■ What needs to be done
All of the data is to be set down again without alteration.

■ Supplied information

:::::

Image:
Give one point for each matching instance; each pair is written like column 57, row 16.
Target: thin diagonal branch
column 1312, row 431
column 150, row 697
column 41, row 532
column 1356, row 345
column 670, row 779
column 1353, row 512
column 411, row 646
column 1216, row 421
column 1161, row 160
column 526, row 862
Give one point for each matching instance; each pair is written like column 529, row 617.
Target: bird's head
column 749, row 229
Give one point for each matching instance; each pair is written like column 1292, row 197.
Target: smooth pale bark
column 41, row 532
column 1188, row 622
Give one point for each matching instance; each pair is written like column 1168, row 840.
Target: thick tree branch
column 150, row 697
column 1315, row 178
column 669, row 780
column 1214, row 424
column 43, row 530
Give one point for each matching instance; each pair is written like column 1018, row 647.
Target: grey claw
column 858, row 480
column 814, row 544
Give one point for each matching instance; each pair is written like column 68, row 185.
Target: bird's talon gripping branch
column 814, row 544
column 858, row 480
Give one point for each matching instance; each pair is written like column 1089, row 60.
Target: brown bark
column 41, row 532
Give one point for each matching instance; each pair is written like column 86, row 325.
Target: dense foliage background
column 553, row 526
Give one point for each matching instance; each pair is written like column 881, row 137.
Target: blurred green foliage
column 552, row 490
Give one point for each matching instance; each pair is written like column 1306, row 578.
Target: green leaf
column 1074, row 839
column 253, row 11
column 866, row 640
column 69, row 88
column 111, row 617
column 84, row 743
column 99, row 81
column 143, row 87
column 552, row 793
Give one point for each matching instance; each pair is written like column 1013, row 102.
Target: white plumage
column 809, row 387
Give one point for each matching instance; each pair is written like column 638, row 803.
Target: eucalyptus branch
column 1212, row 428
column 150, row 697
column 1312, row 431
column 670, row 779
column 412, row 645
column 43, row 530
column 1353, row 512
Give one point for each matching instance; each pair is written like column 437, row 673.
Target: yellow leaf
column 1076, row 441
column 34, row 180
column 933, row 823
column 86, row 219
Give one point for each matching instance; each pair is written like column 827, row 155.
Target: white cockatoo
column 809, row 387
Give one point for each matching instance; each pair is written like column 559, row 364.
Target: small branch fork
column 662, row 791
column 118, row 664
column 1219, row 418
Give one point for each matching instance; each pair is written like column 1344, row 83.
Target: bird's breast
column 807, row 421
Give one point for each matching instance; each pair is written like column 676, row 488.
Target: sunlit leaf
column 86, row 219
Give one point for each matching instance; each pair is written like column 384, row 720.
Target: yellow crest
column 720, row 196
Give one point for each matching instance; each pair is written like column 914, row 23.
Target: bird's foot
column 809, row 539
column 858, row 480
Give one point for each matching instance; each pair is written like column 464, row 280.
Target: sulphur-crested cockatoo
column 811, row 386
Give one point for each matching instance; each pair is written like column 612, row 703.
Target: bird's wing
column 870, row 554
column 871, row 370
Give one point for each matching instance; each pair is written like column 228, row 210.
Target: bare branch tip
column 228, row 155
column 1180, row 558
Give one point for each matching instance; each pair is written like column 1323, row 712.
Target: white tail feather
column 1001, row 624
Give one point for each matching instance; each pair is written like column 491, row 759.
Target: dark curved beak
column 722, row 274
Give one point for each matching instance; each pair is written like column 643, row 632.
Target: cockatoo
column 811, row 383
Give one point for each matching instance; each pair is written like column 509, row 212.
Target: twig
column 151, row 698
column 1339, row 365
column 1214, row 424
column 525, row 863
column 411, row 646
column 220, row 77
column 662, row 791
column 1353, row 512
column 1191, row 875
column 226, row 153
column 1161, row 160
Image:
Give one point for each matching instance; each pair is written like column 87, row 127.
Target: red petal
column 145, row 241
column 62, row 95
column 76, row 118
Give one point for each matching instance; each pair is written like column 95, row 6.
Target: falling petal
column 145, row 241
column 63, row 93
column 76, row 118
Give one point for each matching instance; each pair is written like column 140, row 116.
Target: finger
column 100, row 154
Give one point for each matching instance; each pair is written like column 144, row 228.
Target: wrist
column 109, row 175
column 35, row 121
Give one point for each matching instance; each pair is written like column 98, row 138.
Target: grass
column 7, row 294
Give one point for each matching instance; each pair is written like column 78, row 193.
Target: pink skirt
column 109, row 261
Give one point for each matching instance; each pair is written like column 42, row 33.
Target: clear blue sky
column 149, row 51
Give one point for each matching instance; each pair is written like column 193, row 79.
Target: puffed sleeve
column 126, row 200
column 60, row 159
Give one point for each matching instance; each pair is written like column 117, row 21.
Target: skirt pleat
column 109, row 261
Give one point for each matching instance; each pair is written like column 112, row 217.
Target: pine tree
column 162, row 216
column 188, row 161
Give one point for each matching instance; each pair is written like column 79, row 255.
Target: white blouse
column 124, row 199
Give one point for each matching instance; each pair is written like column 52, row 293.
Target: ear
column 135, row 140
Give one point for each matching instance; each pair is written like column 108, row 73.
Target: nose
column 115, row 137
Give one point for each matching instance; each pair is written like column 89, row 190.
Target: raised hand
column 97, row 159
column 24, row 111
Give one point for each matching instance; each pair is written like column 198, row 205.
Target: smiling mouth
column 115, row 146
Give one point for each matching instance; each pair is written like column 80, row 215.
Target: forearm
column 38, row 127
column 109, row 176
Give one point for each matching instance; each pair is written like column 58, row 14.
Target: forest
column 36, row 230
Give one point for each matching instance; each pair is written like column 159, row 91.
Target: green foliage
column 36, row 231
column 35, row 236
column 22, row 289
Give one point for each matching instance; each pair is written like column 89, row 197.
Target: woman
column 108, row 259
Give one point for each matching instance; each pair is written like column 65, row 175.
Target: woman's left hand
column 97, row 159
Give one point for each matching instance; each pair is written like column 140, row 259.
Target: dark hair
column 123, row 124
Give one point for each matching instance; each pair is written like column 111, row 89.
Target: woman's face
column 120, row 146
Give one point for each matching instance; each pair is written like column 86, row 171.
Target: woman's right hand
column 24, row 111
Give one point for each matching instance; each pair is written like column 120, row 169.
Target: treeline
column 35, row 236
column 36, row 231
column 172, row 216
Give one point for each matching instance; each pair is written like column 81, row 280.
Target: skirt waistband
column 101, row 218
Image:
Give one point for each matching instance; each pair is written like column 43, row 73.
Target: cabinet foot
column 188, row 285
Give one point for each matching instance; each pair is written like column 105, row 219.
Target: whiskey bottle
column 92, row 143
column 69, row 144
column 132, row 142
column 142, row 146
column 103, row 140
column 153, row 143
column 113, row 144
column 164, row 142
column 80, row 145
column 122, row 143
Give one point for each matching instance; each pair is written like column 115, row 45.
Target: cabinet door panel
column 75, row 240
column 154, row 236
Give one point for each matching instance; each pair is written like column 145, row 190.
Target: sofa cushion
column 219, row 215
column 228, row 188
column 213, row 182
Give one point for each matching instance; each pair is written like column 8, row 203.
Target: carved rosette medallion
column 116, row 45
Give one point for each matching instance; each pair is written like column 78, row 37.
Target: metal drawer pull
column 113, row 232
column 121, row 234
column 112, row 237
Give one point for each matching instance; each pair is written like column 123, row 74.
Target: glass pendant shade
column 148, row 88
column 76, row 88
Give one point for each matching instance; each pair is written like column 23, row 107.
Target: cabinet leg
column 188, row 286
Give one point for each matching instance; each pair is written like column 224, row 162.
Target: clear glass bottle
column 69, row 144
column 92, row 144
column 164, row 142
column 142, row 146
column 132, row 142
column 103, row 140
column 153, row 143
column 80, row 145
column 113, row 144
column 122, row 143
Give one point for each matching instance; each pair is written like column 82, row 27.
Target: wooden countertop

:::::

■ Task response
Image:
Give one point for each matching instance; each pair is written like column 57, row 16.
Target: thin diagonal branch
column 1312, row 431
column 150, row 697
column 41, row 532
column 1356, row 345
column 670, row 779
column 1353, row 512
column 411, row 646
column 1216, row 421
column 1161, row 160
column 526, row 862
Give one point for each matching instance; each pair is written like column 529, row 617.
Target: bird's head
column 749, row 229
Give one point for each matching instance; each pair is written like column 1292, row 197.
Target: smooth pale bark
column 41, row 532
column 1188, row 622
Give one point for each matching instance; each pair is written like column 1168, row 840.
Target: thick tree branch
column 150, row 697
column 1315, row 178
column 669, row 780
column 1214, row 424
column 43, row 530
Give one point for each matching instance; each pair is written like column 1018, row 647.
Target: grey claw
column 858, row 480
column 814, row 544
Give one point for each matching instance; each pair is written like column 68, row 185.
Target: bird's talon gripping branch
column 814, row 544
column 858, row 480
Give one point for each matching instance; each pair is written like column 1089, row 60.
Target: brown bark
column 41, row 532
Give one point for each matching instance; each pair is written like column 86, row 325.
Target: dense foliage background
column 553, row 526
Give one point for each matching instance; each pair is written like column 881, row 137.
Target: blurred green foliage
column 552, row 490
Give one point for each matching instance; each pair is written like column 1306, row 578.
Target: green leaf
column 1074, row 839
column 253, row 11
column 866, row 640
column 69, row 88
column 111, row 617
column 84, row 743
column 99, row 81
column 143, row 87
column 552, row 793
Give one point for each matching instance; each pair is written like column 1013, row 102.
Target: white plumage
column 809, row 387
Give one point for each matching instance; each pair is written like column 638, row 803.
Target: eucalyptus branch
column 1212, row 428
column 150, row 697
column 1312, row 431
column 670, row 779
column 412, row 645
column 43, row 530
column 1353, row 512
Give one point for each matching instance; each pair is written like column 437, row 673.
Target: yellow leaf
column 1076, row 441
column 34, row 180
column 933, row 823
column 86, row 219
Give one point for each matching instance; each pair is written like column 827, row 155.
Target: white cockatoo
column 809, row 387
Give one point for each matching instance; each pair is written like column 559, row 364.
Target: small branch fork
column 662, row 791
column 118, row 664
column 1219, row 418
Give one point for each matching instance; each pair is written like column 1344, row 83.
Target: bird's breast
column 807, row 421
Give one point for each matching instance; each pair is written like column 676, row 488.
Target: sunlit leaf
column 86, row 219
Give one point for each matching instance; each pair is written like column 384, row 720.
Target: yellow crest
column 720, row 196
Give one point for each matching instance; each pair is written like column 914, row 23.
Target: bird's foot
column 809, row 539
column 858, row 480
Give one point for each matching instance; each pair is written like column 464, row 280.
Target: sulphur-crested cockatoo
column 811, row 386
Give one point for each matching instance; each pair is written like column 612, row 703.
Target: bird's wing
column 870, row 554
column 871, row 370
Give one point for each matching instance; each pair is written like column 228, row 210.
Target: bare branch tip
column 228, row 155
column 1180, row 558
Give one point for each matching instance; each pair is written like column 1323, row 712.
Target: white tail feather
column 1001, row 624
Give one point for each matching instance; each pair is written like column 491, row 759.
Target: dark curved beak
column 722, row 274
Give one point for each matching instance; each pair is written like column 643, row 632.
Target: cockatoo
column 811, row 383
Give one point for each matching instance; each pair is written like column 509, row 212.
Target: twig
column 151, row 698
column 1339, row 365
column 1214, row 424
column 525, row 863
column 411, row 646
column 220, row 77
column 662, row 791
column 1353, row 512
column 1191, row 875
column 226, row 153
column 1161, row 160
Image:
Give one point for each matching instance; each pair is written like column 87, row 127.
Target: red petal
column 145, row 241
column 62, row 95
column 76, row 118
Give one point for each matching instance; each pair is written like column 95, row 6.
Target: falling petal
column 145, row 241
column 63, row 93
column 76, row 118
Give one point for each matching instance; each pair is written like column 140, row 116.
Target: finger
column 100, row 154
Give one point for each matching instance; each pair is written like column 144, row 228.
Target: wrist
column 109, row 175
column 35, row 121
Give one point for each matching instance; each pair is written like column 98, row 138.
Target: grass
column 7, row 294
Give one point for each matching instance; each pair is written like column 78, row 193.
Target: pink skirt
column 109, row 261
Give one point for each matching instance; each pair is written like column 42, row 33.
Target: clear blue sky
column 149, row 51
Give one point for each matching instance; each pair is written like column 193, row 79.
Target: puffed sleeve
column 126, row 200
column 60, row 159
Give one point for each matching instance; each pair is written like column 117, row 21.
Target: skirt pleat
column 109, row 261
Give one point for each matching instance; each pair is written like column 112, row 217.
Target: pine tree
column 162, row 216
column 188, row 161
Give one point for each matching instance; each pair is written like column 79, row 255.
Target: white blouse
column 124, row 199
Give one point for each matching instance; each pair is written like column 52, row 293.
Target: ear
column 135, row 140
Give one point for each matching instance; each pair is written like column 108, row 73.
Target: nose
column 115, row 137
Give one point for each matching instance; each pair is written like column 89, row 190.
Target: raised hand
column 97, row 159
column 24, row 111
Give one point for each matching instance; each pair is written like column 198, row 205.
Target: smiling mouth
column 115, row 146
Give one point for each matching instance; each pair is written like column 80, row 215.
Target: forearm
column 38, row 127
column 109, row 176
Give one point for each matching instance; each pair is written like column 58, row 14.
Target: forest
column 36, row 230
Give one point for each matching instance; each pair is written like column 159, row 91.
Target: green foliage
column 36, row 231
column 35, row 236
column 22, row 289
Give one point for each matching instance; each pair is written like column 89, row 197.
Target: woman
column 108, row 259
Give one point for each matching instance; each pair is written like column 65, row 175.
Target: woman's left hand
column 97, row 159
Give one point for each matching instance; each pair is written like column 140, row 259.
Target: dark hair
column 123, row 124
Give one point for each matching instance; each pair is written like column 111, row 89.
Target: woman's face
column 120, row 146
Give one point for each matching instance; each pair is written like column 86, row 171.
Target: woman's right hand
column 24, row 111
Give one point for each matching instance; each pair is written like column 120, row 169.
Target: treeline
column 35, row 236
column 36, row 231
column 172, row 216
Give one point for each matching instance; each pair is written like column 81, row 280.
Target: skirt waistband
column 101, row 218
Image:
Give one point for each matching instance; each pair is written like column 43, row 73.
Target: cabinet foot
column 188, row 285
Give one point for each matching instance; each pair is written like column 105, row 219.
Target: whiskey bottle
column 92, row 143
column 69, row 144
column 132, row 142
column 142, row 146
column 103, row 140
column 153, row 143
column 113, row 144
column 164, row 142
column 80, row 145
column 122, row 143
Give one point for each matching instance; each pair is written like column 115, row 45.
Target: cabinet door panel
column 75, row 240
column 154, row 236
Give one point for each matching instance; each pair is written like column 145, row 190.
Target: sofa cushion
column 219, row 215
column 228, row 188
column 213, row 182
Give one point for each matching instance; each pair is written like column 8, row 203.
Target: carved rosette medallion
column 116, row 45
Give one point for each matching instance; each pair is written like column 78, row 37.
Target: metal drawer pull
column 113, row 232
column 121, row 234
column 112, row 237
Give one point for each matching instance; each pair is written like column 123, row 74.
Target: glass pendant shade
column 148, row 88
column 76, row 88
Give one point for each matching instance; each pair is written like column 23, row 107.
Target: cabinet leg
column 188, row 286
Give one point for each matching instance; each pair is written like column 224, row 162.
Target: clear glass bottle
column 69, row 144
column 92, row 144
column 164, row 142
column 142, row 146
column 132, row 142
column 103, row 140
column 153, row 143
column 80, row 145
column 113, row 144
column 122, row 143
Give one point for each matching instance; each pair is written like column 82, row 27.
Target: wooden countertop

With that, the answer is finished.